ADAM HOLZMAN: My dad had great stereo equipment. I had a little record player in my bedroom, but I couldn't use the main stereo. I wasn't allowed. Are you kidding?—you needed a pilot's license to use that stereo. He piped sound out of his office. He played a lot of stuff he was working on, loud, loud.
JAC: A year of LA had left me torpid. New York re-energized me—the pace of the city, the sharpness of people, the very air I breathed. I regained my panther walk and honed my edge.
My first major decision was to move Elektra uptown. The Village was comfortable, it was where I lived, it was where the clubs and the artists were, but I wanted—needed—to ratchet up, to put myself and the company at a higher level of risk and reward.
The 14th Street lease had a few months remaining, but I was already mentally uptown. I wanted to be fully set up in new offices by the next big selling season, the fall of 1963. With great good fortune, I found the perfect location, in the Sperry-Rand Building on Sixth Avenue, between 51st and 52nd Street.
Sperry-Rand was one of those tall towers with metal mullions that had sprung up on a street of mixed use, fancifully renamed the Avenue of the Americas. The old Sixth Avenue was block after block of clustered walkups, a jumble of old world shops, some tenements, and an elevated rail line that bisected the street and overwhelmed the neighborhood with the thunder of rattling metal and the screech of straining rails. Anyone who ever lived near an El line would never forget it. Stripped of the El and the tatty collection of buildings struck down by the swing of a demolition ball, New York had grown itself a brand new commercial business corridor, one upscale block west of Fifth Avenue.

§ Work instruction 1:
In the Elektra excerpt, turn the paragraph beginning "Sperry-Rand was one of those tall towers" into a short bulleted list that keeps its main facts.
§ Work instruction 2:
According to the Elektra excerpt, where were the new uptown offices located?
The listing that follows this excerpt comes from a separate source.

§ Source material:
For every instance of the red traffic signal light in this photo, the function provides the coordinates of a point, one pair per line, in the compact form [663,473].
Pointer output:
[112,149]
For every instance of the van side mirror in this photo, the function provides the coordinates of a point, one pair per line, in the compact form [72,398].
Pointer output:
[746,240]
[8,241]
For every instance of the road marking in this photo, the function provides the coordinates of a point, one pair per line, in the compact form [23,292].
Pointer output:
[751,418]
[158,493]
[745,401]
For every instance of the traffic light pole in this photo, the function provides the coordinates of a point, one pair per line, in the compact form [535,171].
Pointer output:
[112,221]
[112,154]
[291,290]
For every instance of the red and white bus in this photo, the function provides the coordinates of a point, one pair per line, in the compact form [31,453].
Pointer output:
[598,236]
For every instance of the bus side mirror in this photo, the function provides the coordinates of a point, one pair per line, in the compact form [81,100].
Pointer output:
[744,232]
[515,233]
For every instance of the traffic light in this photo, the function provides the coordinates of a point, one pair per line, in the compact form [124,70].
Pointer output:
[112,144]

§ Output 1:
- Sperry-Rand was a tall tower with metal mullions on a mixed-use street renamed the Avenue of the Americas.
- The old Sixth Avenue was lined with clustered walkups, old world shops, and some tenements, with an elevated rail line running down the middle of the street.
- The El filled the neighborhood with the unforgettable noise of rattling metal and screeching rails.
- Once the El and the shabby buildings were torn down, New York gained a new commercial business corridor one upscale block west of Fifth Avenue.

§ Output 2:
They were in the Sperry-Rand Building on Sixth Avenue, between 51st and 52nd Street.